*Provided passage*
01 · Why standing authority
The first three protocols assume the user is present.
BIP is per-app, opt-out, until the app is uninstalled. PAP is per-scope-per-partner, 24h–30d, scope-bounded. EAP is per-action confirmation for irreversibles. All three consent models share one premise: the user sees a callout, taps confirm, and the action fires.
That assumption breaks the moment LLMs are asked to operate while the user is absent — running a daily routine, drafting tomorrow’s calendar, reordering household supplies, paying recurring bills, scheduling deliveries.
The market has chosen this. Anthropic Computer Use, OpenAI Operator, Project Astra, every consumer-agentic demo of 2026 — all of them operate without user presence. None has shipped a defensible consent model. The default today is OAuth-style: the user clicks “Allow all” without reading. That model failed humans at the application layer (every app abuses it) and will fail catastrophically at the AI-action layer.

[Dataset excerpts]
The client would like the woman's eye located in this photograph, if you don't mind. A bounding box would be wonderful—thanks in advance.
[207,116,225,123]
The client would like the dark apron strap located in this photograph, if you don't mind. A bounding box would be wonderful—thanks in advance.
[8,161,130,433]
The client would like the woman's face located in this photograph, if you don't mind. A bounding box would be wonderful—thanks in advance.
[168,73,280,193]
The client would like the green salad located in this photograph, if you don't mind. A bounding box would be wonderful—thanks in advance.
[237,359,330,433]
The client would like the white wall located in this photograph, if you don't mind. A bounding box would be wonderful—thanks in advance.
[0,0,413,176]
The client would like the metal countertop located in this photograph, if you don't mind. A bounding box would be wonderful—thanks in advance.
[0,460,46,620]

*What to produce*
Copy out the whole passage on standing authority word for word.

*Answer to this exercise*
01 · Why standing authority
The first three protocols assume the user is present.
BIP is per-app, opt-out, until the app is uninstalled. PAP is per-scope-per-partner, 24h–30d, scope-bounded. EAP is per-action confirmation for irreversibles. All three consent models share one premise: the user sees a callout, taps confirm, and the action fires.
That assumption breaks the moment LLMs are asked to operate while the user is absent — running a daily routine, drafting tomorrow’s calendar, reordering household supplies, paying recurring bills, scheduling deliveries.
The market has chosen this. Anthropic Computer Use, OpenAI Operator, Project Astra, every consumer-agentic demo of 2026 — all of them operate without user presence. None has shipped a defensible consent model. The default today is OAuth-style: the user clicks “Allow all” without reading. That model failed humans at the application layer (every app abuses it) and will fail catastrophically at the AI-action layer.